WORK TO COMPLETE:
Every record has to be written out exactly, with no line missing.

══ ENTRIES PROVIDED ══

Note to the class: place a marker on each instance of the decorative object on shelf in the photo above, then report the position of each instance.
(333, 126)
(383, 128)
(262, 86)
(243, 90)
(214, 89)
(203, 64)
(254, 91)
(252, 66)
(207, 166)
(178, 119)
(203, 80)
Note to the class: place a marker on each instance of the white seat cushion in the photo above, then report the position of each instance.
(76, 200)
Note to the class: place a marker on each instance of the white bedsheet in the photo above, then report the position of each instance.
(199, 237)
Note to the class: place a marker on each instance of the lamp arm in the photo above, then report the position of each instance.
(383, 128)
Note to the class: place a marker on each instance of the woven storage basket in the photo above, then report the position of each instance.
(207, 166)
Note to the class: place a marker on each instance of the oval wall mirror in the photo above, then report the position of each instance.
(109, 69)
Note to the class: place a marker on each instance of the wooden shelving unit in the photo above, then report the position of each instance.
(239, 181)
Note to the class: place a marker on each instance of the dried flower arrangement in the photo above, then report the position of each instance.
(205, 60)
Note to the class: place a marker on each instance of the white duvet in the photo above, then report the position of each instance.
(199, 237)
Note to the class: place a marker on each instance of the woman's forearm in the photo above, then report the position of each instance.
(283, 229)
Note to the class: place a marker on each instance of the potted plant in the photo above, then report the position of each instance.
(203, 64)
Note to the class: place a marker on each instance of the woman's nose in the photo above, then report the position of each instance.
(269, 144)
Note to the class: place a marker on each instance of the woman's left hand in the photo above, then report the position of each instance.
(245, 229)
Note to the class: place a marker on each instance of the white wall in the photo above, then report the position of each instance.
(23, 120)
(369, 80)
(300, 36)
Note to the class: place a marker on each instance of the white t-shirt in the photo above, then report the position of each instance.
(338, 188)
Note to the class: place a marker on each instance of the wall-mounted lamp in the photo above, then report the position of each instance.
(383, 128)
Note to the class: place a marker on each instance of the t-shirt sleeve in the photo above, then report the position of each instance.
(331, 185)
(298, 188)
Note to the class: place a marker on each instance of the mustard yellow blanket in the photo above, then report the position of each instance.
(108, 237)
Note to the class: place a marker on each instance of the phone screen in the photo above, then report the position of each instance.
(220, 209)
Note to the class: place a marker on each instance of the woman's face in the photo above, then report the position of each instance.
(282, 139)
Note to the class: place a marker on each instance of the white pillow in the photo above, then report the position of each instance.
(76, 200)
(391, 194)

═══

YOUR RESPONSE:
Note to the class: place a marker on each instance of the decorative object on shelf in the photo above, then report the position of each instance.
(333, 126)
(383, 128)
(262, 86)
(243, 90)
(214, 89)
(203, 64)
(254, 91)
(252, 66)
(207, 166)
(178, 119)
(203, 80)
Note to the class: place a marker on each instance of the white seat cushion in the photo above, then report the position of each instance.
(76, 200)
Note to the class: place a marker on each instance of the white bedsheet in the photo above, then report the position of each instance.
(199, 237)
Note to the class: place a marker on each instance of the lamp arm in the photo above, then report the position of each instance.
(383, 128)
Note to the class: place a marker on each instance of the woven storage basket in the photo above, then report the position of each instance.
(207, 166)
Note to the class: place a marker on each instance of the oval wall mirror in the photo above, then report the position of each instance.
(109, 69)
Note to the class: place a marker on each instance of the wooden shelving unit in the photo above, then report the position of each instance.
(239, 181)
Note to the class: place a marker on each instance of the dried flower arrangement in the photo above, then report the position of each instance.
(205, 60)
Note to the class: place a marker on each instance of the white duvet in the photo above, then report the position of each instance.
(199, 237)
Note to the class: place a marker on each instance of the woman's forearm in the photo above, then report the position of each instance.
(283, 229)
Note to the class: place a marker on each instance of the potted plant in the photo above, then report the position of each instance.
(203, 64)
Note to the class: place a marker on each instance of the woman's nose in the photo above, then report the position of each instance.
(269, 144)
Note to the class: place a marker on each instance of the woman's left hand in the photo above, then report the position of each instance.
(245, 229)
Note to the class: place a marker on each instance of the white wall in the photo above, then report the position of each instance.
(23, 120)
(369, 80)
(300, 36)
Note to the class: place a marker on each instance of the white t-shirt in the photo above, then report the position of each instance.
(338, 188)
Note to the class: place a marker on each instance of the wall-mounted lamp in the photo above, then report the position of each instance.
(383, 128)
Note to the class: place a marker on each instance of the t-shirt sleeve in the photo above, then report the position of each instance.
(331, 185)
(298, 188)
Note to the class: place a marker on each instance of the mustard yellow blanket in the photo above, then report the position of each instance.
(108, 237)
Note to the class: place a marker on each instance of the phone screen in the photo above, then report the position of each instance.
(220, 209)
Note to the class: place a marker on each instance of the woman's face in the photo above, then report the position of each instance.
(282, 139)
Note to the class: place a marker on each instance of the white pillow in the photo above, then report the position of each instance.
(76, 200)
(391, 194)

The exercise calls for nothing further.